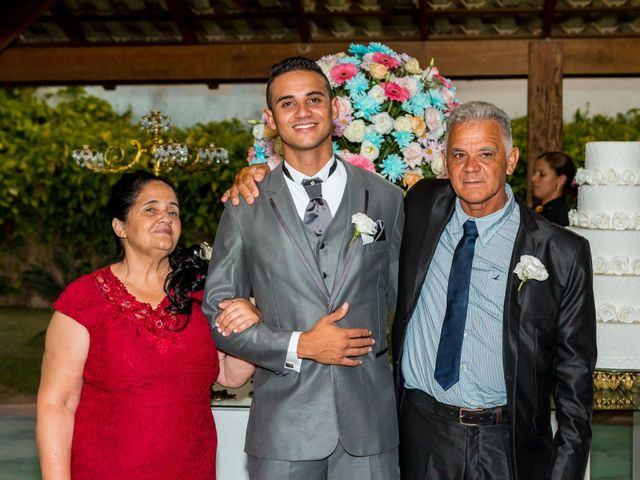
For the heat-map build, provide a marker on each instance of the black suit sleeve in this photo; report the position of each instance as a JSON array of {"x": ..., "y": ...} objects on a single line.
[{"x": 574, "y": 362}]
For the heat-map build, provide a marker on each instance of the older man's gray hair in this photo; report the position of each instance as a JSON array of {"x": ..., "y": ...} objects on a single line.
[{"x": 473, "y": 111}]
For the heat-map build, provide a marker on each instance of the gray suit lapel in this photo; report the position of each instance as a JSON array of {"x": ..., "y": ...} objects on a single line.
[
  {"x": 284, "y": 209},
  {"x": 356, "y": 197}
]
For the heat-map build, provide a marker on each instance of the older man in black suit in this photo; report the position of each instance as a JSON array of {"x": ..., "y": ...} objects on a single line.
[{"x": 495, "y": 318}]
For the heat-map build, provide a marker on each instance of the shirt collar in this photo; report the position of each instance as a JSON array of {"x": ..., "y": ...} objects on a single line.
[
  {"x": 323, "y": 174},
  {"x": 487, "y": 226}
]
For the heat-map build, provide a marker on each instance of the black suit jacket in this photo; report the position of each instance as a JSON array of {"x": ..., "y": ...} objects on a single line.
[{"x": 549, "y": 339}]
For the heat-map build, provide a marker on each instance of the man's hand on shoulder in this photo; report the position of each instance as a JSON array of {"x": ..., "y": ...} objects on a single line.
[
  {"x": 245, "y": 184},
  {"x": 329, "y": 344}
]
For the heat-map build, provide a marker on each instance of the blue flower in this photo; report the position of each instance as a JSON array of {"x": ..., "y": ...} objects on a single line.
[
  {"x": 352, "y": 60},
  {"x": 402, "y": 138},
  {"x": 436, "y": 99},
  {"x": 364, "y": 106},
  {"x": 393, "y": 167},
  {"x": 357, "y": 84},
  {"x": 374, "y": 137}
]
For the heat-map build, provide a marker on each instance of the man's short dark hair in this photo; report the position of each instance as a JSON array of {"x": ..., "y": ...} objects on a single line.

--

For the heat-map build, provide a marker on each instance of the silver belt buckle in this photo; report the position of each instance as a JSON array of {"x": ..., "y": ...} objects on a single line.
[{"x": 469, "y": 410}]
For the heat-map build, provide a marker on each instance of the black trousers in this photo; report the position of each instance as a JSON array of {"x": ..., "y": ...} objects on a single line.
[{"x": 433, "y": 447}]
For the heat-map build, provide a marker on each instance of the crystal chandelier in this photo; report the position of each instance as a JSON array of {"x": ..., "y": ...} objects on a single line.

» **WHAT TO WORK ON**
Reproduce the part of the data that opens with the line containing "of the silver" and closes with the line containing "of the crystal", both of those lines included, with every coordinate in the answers increased by 17.

» **THE SOLUTION**
For the heat-map build, provide a marker on each instance of the silver belt buckle in this photo; report the position of each instance as a JSON array of {"x": ..., "y": ...} objects on a single line.
[{"x": 486, "y": 427}]
For the heat-map build, provide a marker on each instance of the black trousers in this photo; report the position of each instance as a JSON array of {"x": ..., "y": ...} objects on a single line.
[{"x": 450, "y": 464}]
For the heat-map build, provide a marker on each instance of the crystal chandelier in this photo; report the position of each instance as a JSON array of {"x": ..., "y": ...} objects on a single line.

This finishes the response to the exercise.